* **Short task**:
Collect every line of the records that contains the word "fence".

* **Data supplied**:

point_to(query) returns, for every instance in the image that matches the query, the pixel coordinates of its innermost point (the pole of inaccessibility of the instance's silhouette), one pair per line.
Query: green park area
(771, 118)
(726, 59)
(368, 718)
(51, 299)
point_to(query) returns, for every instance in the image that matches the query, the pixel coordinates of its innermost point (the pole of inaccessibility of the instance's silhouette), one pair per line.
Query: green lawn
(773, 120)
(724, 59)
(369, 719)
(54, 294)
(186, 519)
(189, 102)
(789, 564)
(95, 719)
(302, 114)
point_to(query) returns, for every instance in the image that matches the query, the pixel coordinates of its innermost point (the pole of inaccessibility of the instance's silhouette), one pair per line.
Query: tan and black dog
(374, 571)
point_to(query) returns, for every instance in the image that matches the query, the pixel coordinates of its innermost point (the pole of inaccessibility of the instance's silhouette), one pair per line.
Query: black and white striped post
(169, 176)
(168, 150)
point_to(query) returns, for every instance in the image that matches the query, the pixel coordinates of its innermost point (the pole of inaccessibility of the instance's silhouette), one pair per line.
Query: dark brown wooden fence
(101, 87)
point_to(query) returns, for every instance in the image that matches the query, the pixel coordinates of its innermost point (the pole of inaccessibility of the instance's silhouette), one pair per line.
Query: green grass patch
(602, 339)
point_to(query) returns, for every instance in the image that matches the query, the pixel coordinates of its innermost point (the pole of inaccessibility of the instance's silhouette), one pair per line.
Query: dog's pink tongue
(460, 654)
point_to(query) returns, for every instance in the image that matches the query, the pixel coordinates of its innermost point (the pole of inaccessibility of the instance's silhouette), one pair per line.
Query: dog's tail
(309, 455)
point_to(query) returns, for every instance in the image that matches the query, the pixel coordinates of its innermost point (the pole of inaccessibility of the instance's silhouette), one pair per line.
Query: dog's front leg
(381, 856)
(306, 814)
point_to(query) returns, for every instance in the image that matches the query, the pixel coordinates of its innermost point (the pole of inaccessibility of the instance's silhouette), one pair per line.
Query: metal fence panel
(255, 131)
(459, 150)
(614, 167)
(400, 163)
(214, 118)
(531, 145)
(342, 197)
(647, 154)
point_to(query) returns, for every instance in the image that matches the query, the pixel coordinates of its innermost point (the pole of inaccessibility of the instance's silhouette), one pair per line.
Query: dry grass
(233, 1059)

* **Right answer**:
Query: dark brown wooden fence
Query: metal fence panel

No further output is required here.